Littérature française

Chloé Delaume

Pauvre folle

illustration

Chronique de Laura Picro

Librairie L'Arbre à lettres (Paris)

Féministe un peu sorcière, Chloé Delaume joue ici avec la magie des mots et leur capacité à sublimer ou disséquer le réel pour transmuter le récit de sa vie. Et c'est vertigineux !

« La fin du monde n'a pas du tout la forme prévue » : l'effondrement est sans panache, ni grande tirade finale. Quel malheur pour une amoureuse des mots, du choc esthétique de leur agencement, du rythme des phrases et de leur ponctuation ! Car les mots sont au cœur de cette autofiction, dans laquelle Chloé Delaume/Clotilde revient sur son histoire intime pour résoudre une énigme qui lui tord le cœur. Le temps d’un trajet en train vers Heidelberg, elle va fouiller dans son crâne, mettre ses souvenirs à plat, les observer et les recoudre afin de recomposer une mosaïque dont l'image finale éclairera la situation. Une auto-psy qui va « en mettre partout » : elle devra affronter ses dissonances cognitives et mettre en lumière ses dichotomies. Pour cheminer dans cette quête intérieure, il faudra poser les mots avec précision et ce, en puisant dans tous les registres du vocabulaire, usuel, poétique, médical : féminicide, phallocratie, anhédonie, bipolarité, sonorité, fusion. L'occasion de revenir sur leur sens exact et leur juste utilisation dans son tissu biographique. De cerner ceux qui enflamment, ceux auxquels on veut échapper, ceux qui font mal, ceux qui font enrager, ceux qui apaisent, ceux qui relèvent d'injonctions sociales ou que cette même société ostracise, mais surtout celui qui sert de pivot au récit : l'amour. Dans quels cas l'utiliser ? Comment le définir ? Est-ce un choc esthétique ? Une construction imaginaire ? Des pathologies qui se rencontrent ? Le charnel ou le ravissement des mots dans une conversation commune ? Comme pour toute histoire, il possède sa propre structure, grammaire et conjugaison. En le décortiquant, l'auto-psy se fera alors autopsie d'un déni amoureux. Qui est « la pauvre folle » ? Celle qui perd la raison dans un amour impossible ou celle qui va au bout du réel ? Si l'écriture est le reflet de l'âme, elle en montre une, ici, pétrie de poésie et d'engagements, à l'humour piquant et la passion dévorante.

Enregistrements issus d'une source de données
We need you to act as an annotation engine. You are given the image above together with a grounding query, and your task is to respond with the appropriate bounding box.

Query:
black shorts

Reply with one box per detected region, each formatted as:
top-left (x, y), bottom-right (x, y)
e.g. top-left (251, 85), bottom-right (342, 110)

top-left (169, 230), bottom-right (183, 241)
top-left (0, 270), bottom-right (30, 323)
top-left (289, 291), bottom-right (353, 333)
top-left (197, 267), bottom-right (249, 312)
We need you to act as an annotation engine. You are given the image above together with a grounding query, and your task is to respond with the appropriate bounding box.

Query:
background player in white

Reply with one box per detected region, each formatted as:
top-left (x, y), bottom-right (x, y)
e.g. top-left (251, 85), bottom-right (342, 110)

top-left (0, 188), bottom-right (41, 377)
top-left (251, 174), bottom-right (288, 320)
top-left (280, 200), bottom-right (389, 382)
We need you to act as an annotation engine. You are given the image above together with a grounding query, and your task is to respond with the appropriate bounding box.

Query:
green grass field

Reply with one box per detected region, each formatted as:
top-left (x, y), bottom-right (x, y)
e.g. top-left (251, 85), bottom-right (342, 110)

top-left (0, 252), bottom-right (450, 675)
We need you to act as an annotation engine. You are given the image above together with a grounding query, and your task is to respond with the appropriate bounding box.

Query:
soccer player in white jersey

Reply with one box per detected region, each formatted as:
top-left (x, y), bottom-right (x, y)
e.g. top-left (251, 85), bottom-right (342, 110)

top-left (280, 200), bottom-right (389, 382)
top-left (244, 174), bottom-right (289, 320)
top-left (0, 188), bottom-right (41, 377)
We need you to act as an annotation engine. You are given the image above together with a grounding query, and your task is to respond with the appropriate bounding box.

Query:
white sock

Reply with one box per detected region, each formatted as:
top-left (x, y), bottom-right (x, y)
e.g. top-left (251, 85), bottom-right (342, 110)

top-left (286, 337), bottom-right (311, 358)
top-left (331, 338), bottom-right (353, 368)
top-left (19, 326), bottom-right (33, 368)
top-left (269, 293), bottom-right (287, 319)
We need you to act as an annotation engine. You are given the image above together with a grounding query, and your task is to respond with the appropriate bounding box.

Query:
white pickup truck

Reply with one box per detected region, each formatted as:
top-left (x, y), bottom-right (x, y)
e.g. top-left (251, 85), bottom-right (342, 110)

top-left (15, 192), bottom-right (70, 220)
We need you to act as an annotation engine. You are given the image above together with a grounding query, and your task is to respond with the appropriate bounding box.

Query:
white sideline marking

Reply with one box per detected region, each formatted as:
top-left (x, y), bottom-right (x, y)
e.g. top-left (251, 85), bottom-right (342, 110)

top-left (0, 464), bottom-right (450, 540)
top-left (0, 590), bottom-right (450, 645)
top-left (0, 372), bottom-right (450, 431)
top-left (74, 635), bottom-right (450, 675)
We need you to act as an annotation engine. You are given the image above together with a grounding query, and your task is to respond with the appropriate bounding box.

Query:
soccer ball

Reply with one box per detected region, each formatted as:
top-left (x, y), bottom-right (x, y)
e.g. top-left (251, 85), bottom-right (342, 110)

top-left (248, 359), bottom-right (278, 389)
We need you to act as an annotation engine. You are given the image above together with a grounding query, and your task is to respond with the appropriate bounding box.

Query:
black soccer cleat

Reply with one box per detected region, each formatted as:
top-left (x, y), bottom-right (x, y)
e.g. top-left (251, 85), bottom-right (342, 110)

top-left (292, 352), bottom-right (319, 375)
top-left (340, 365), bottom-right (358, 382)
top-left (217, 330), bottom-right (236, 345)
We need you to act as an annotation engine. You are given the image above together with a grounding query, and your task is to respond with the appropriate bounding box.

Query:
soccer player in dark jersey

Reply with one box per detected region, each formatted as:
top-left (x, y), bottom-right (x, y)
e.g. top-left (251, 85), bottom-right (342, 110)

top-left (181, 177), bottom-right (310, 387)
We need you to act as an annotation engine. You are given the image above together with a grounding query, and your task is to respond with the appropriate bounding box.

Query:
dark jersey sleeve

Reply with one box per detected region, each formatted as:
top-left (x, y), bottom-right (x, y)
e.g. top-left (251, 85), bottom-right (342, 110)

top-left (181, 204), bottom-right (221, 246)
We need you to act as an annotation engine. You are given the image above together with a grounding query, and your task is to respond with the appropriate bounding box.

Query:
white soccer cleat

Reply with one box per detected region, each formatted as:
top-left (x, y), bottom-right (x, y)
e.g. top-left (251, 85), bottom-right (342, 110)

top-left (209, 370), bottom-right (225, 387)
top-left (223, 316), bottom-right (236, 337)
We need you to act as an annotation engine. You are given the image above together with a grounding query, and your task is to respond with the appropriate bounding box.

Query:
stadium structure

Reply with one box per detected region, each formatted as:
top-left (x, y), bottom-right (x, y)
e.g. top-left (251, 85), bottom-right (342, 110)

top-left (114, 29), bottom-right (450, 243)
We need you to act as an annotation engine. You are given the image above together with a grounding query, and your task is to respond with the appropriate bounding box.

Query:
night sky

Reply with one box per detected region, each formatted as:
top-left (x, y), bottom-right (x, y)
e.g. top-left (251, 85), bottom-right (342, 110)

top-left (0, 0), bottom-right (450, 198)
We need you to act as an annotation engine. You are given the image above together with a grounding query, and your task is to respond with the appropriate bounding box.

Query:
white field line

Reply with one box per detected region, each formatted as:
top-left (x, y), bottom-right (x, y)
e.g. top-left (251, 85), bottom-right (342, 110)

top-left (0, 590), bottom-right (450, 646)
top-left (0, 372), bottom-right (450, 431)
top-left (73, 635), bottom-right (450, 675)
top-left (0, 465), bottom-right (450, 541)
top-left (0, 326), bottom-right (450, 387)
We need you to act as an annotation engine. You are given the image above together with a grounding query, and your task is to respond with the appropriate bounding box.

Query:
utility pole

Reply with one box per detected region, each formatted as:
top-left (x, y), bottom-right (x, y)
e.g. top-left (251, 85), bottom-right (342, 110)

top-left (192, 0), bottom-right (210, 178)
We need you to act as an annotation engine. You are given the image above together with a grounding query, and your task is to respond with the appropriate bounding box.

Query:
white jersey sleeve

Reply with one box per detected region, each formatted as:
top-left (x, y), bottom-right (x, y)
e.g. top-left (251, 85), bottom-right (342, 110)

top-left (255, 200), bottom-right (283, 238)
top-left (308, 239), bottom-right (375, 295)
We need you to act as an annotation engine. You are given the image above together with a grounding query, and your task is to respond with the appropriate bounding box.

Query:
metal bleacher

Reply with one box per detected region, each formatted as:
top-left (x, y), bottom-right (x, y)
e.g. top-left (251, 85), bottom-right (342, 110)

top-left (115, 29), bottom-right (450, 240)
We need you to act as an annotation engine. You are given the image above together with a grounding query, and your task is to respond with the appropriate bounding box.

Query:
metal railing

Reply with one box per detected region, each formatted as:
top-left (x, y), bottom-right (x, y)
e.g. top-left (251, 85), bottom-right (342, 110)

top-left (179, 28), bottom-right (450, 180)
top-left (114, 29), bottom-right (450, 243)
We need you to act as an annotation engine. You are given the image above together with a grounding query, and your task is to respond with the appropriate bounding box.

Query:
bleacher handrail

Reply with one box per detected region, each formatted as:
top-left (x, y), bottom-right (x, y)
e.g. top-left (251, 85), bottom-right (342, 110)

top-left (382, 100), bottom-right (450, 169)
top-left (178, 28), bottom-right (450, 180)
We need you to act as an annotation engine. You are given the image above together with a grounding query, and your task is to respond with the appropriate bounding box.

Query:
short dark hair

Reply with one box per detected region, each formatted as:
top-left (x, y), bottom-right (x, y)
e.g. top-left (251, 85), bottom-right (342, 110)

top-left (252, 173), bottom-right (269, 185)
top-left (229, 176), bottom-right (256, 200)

==

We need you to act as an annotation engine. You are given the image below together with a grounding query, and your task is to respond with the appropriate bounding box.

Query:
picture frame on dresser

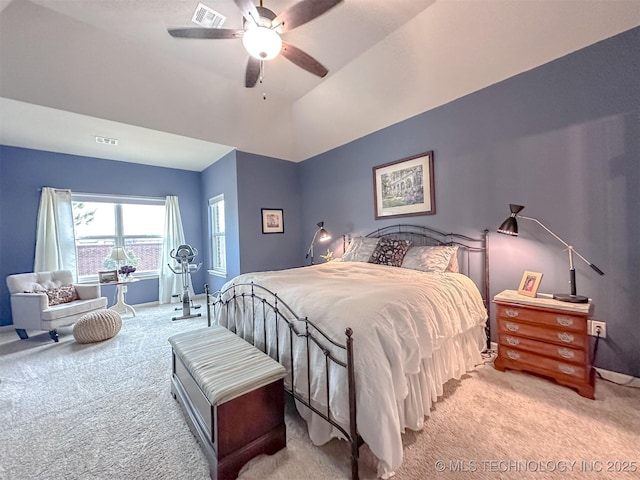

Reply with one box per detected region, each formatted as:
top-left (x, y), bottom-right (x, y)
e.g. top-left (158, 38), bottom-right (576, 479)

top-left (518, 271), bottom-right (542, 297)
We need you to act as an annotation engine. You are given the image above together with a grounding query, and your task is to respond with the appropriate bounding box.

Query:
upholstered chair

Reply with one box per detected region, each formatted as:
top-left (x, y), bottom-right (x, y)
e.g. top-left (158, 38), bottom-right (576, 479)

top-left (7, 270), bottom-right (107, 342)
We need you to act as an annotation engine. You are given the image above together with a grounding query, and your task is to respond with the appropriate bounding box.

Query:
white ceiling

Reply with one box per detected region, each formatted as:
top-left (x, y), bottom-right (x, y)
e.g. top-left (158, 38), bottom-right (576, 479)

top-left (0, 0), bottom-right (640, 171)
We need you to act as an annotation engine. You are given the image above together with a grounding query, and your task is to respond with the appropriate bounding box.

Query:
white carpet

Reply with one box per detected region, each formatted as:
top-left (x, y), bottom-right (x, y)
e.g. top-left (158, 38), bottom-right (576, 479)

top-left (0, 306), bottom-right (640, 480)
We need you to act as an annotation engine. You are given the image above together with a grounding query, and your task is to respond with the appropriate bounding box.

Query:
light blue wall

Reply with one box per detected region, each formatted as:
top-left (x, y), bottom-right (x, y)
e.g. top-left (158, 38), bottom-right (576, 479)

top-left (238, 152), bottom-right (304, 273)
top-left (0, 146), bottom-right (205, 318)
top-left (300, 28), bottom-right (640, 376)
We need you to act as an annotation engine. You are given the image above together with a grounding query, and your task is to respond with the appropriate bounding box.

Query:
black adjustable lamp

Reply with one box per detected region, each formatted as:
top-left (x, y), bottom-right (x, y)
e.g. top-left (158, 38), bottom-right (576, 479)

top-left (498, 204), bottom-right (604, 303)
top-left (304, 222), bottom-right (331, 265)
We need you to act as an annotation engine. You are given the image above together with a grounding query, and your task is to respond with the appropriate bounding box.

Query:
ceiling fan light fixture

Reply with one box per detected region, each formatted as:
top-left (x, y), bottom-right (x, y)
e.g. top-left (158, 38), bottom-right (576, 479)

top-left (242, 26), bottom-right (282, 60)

---

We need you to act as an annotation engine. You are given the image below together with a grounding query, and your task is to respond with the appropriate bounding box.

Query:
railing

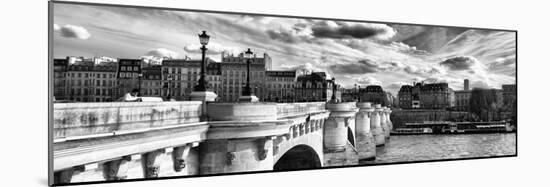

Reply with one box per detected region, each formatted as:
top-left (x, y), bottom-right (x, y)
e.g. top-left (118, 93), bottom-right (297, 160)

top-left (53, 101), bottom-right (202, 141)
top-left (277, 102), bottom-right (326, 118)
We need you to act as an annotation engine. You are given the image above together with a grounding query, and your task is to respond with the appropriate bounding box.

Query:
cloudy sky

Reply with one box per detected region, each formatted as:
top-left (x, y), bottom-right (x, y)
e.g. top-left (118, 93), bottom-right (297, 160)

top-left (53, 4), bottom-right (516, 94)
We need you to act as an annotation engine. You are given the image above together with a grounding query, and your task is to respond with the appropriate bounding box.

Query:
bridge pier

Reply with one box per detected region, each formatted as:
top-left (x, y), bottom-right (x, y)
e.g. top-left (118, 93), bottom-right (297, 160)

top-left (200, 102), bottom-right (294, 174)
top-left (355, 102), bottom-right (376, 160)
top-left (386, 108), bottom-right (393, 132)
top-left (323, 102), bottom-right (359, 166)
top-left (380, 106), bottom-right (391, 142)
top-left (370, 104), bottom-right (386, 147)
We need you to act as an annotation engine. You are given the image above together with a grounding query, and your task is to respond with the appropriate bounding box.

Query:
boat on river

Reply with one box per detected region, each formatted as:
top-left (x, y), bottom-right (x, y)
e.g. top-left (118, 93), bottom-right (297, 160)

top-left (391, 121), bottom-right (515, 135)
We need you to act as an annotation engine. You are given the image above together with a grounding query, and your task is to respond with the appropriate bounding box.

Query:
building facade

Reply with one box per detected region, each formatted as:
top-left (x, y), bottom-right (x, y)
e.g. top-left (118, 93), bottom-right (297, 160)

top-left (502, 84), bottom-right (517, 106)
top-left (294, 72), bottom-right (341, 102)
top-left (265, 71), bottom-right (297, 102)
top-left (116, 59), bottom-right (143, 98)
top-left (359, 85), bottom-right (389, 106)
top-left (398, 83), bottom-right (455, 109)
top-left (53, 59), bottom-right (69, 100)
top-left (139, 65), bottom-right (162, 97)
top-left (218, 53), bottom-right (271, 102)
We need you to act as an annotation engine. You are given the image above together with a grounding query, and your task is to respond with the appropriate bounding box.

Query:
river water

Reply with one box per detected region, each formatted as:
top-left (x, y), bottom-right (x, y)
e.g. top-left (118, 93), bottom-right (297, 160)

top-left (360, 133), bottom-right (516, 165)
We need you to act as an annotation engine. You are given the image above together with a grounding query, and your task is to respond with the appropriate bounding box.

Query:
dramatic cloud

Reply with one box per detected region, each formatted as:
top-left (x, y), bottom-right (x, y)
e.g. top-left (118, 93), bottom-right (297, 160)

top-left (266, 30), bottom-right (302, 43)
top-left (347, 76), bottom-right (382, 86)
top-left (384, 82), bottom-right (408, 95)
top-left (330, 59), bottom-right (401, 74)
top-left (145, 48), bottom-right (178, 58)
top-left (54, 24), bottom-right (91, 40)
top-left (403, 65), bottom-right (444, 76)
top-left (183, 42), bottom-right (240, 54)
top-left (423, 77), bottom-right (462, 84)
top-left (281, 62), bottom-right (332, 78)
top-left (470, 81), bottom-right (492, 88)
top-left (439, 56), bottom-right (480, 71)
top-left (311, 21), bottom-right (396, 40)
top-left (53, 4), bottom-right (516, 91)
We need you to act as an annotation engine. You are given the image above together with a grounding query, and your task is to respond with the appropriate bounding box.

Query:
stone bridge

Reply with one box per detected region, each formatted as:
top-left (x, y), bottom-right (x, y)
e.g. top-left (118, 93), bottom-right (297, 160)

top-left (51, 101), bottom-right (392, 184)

Consignes:
[1] Relevez tous les mots que la chronique cite comme exemples des registres du vocabulaire (usuel, poétique, médical).
[2] Réécrivez le passage de la chronique qui commence par "Chronique de Laura" et se termine par "c'est vertigineux !", en mettant "magicienne" à la place de "sorcière".

Réponses:
[1] féminicide, phallocratie, anhédonie, bipolarité, sonorité, fusion

[2]
Chronique de Laura Picro

Librairie L'Arbre à lettres (Paris)

Féministe un peu magicienne, Chloé Delaume joue ici avec la magie des mots et leur capacité à sublimer ou disséquer le réel pour transmuter le récit de sa vie. Et c'est vertigineux !